Excerpts from point annotation data:
* begin *
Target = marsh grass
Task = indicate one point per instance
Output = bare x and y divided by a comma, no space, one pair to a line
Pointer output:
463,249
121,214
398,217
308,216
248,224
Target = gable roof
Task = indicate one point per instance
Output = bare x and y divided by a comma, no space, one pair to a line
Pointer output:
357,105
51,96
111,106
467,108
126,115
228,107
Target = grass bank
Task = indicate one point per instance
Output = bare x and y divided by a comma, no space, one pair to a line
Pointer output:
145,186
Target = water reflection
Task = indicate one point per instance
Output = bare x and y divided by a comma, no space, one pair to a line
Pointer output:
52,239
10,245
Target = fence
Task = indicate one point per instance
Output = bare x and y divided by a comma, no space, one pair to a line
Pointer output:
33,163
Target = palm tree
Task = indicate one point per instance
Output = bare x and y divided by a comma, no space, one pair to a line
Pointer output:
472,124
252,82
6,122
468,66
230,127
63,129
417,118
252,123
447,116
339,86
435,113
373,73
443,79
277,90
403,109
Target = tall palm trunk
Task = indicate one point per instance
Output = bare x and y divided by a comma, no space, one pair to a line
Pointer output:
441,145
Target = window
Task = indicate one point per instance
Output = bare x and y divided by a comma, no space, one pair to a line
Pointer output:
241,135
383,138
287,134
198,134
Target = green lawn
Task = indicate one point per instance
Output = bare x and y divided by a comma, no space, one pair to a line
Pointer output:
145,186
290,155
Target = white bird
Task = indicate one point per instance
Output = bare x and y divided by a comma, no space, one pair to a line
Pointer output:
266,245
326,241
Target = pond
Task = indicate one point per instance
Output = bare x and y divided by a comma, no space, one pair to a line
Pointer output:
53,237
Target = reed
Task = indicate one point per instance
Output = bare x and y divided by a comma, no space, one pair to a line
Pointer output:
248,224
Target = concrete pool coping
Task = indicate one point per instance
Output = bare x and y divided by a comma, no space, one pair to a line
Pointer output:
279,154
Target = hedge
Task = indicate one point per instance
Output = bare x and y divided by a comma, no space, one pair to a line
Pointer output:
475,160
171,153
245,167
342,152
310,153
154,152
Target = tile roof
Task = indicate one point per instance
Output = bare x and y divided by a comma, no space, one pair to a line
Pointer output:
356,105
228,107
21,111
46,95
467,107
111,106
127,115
* end *
> Problem
Write out the listing above again, putting "Marked points" in place of every "Pointer output" and changing nothing else.

> Solved problem
Target = marsh grass
Task = indicate one point per instance
Output = bare x and y divided by a comma, no space, one pair to a line
Marked points:
463,249
121,214
398,217
308,216
248,224
Target = gable roof
Task = indicate one point per instance
Output = bare x and y divided by a comma, no space, one pair to a line
Marked points:
357,105
51,96
111,106
467,108
126,115
228,107
Target = grass bank
Task = indicate one point per instance
Output = bare x and y divided by a comma, no space, one pair to a line
Marked points:
145,186
Target = water reflection
Task = indicate one point per instance
Output = bare x and y divided by a comma, no space, one pair to a line
Marked points:
52,239
10,245
Target = fence
Task = indicate one point per instance
Output = bare x and y divided by a comma, no space, one pair to a line
Marked points:
33,163
Target = palm tree
Task = indicate one point per instance
Output = bare x and y divided by a comma, no space, one pair to a line
Marked points:
472,124
252,82
6,122
468,66
230,127
63,129
417,118
252,123
447,116
339,86
435,113
373,73
443,79
277,90
403,109
Target = tall palm trunk
Task = indicate one point per instance
Output = bare x and y divided by a comma, no space, one pair to a line
Marked points:
441,145
Target = window
Task = indicate one point per instance
Output = bare x and y divided by a comma, no space, one pair to a line
Marked points:
241,135
383,138
287,134
198,134
Target = green lawn
Task = indicate one point per instance
Output = bare x and y divided by a comma, no space, one pair to a line
Marked points:
145,186
290,155
Target = white bird
Task = indicate one point per instance
Output = bare x and y divided by a comma, no space, one pair to a line
Marked points:
266,245
326,241
Target = pond
Task = indicate one point per instance
Output = bare x and y divided by a comma, no space, one pair to a line
Marked points:
53,237
Target = reed
Task = indicate one point per instance
Output = bare x and y divided by a comma, no space, one pair to a line
Marked points:
248,224
Target = concrete pool coping
Task = indicate one point per instance
Output = bare x and y divided by a comma, no space, one pair to a line
Marked points:
279,154
Target = hedge
Task = indicate one point per instance
Output = bare x and y divided by a comma, no space, one pair to a line
Marked points:
475,160
171,153
245,167
342,152
310,153
154,152
Target = tile roof
Task = indicate one point per instance
Output = bare x and y divided by a comma, no space, one pair to a line
Marked points:
356,105
228,107
21,111
46,95
467,107
111,106
127,115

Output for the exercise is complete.